• Task directions
What you return must match the listing word for word.

*** Data extracts ***

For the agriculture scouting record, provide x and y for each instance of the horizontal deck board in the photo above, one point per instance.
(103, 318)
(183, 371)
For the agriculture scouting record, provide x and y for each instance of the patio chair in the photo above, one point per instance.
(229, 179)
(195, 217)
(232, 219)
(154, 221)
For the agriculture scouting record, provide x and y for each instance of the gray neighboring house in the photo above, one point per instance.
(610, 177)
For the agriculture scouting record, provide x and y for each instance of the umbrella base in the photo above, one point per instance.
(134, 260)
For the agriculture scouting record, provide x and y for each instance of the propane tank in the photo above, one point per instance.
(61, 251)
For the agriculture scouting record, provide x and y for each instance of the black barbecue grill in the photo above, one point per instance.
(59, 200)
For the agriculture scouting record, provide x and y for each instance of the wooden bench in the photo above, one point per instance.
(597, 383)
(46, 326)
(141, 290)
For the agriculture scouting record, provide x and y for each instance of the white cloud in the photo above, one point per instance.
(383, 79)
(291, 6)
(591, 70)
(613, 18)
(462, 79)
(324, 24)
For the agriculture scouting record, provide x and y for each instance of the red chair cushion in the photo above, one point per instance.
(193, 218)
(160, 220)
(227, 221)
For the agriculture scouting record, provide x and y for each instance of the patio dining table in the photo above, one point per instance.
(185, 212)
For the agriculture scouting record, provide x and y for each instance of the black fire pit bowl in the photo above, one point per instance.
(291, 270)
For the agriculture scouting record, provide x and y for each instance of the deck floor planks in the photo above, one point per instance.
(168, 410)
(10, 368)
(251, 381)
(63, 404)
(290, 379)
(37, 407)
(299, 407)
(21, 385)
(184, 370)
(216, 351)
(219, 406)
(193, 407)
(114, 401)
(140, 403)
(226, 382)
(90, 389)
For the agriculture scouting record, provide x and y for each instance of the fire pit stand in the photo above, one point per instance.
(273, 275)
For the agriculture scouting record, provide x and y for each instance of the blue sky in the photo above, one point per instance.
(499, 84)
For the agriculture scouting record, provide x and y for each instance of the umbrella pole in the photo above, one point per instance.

*** End of Data extracts ***

• Exercise answer
For the agriculture scouting record, provide x and y for each instance of the horizontal deck board in the photo above, one point per instance.
(103, 318)
(183, 371)
For the agriculture scouting record, provide x and y for each instance of the patio chair in the photo above, one point per instance.
(229, 179)
(195, 217)
(232, 219)
(154, 221)
For the agriculture scouting record, provide x and y for each instance of the gray neighboring house in the photo above, one point per instance.
(610, 177)
For the agriculture scouting record, provide x and y for each instance of the umbrella base in the photo above, one point per instance.
(134, 260)
For the agriculture scouting record, provide x and y for each instance of the propane tank in the photo above, one point per instance.
(61, 251)
For the agriculture scouting record, provide x and y for each instance of the black barbecue grill in the photo above, one point per instance.
(59, 200)
For the agriculture scouting record, provide x and y for each instance of the wooden bench in the photo above, one point per instance.
(597, 383)
(46, 326)
(141, 290)
For the agriculture scouting record, provide x and y for each instance of the white cloud in the photo above, one point per instance.
(383, 79)
(291, 6)
(591, 70)
(613, 18)
(462, 79)
(324, 24)
For the agriculture scouting record, provide x and y for each instance of the red chair cushion in the photo above, one point per instance.
(193, 218)
(160, 220)
(227, 221)
For the agriculture scouting record, provide x and y for each instance of the patio dining table in the photo above, one point per instance.
(185, 212)
For the agriculture scouting record, provide x and y for each instance of the black fire pit bowl in the photo above, one point per instance.
(291, 270)
For the agriculture scouting record, provide x and y for each instance of the deck floor planks in the photo above, one point per instance.
(168, 410)
(10, 368)
(251, 381)
(63, 404)
(290, 379)
(37, 407)
(299, 407)
(21, 385)
(184, 370)
(216, 351)
(219, 406)
(193, 407)
(114, 401)
(140, 403)
(226, 382)
(90, 389)
For the agriculture scouting record, provide x and y for each instance of the fire pit stand in the photo above, one point per instance.
(273, 275)
For the agriculture scouting record, provide x and y for each instance of the blue sky in the photo above, one point per instance.
(499, 84)
For the agriculture scouting record, provide x and y for each instance of the umbrella pole in the photo above, one point per instance.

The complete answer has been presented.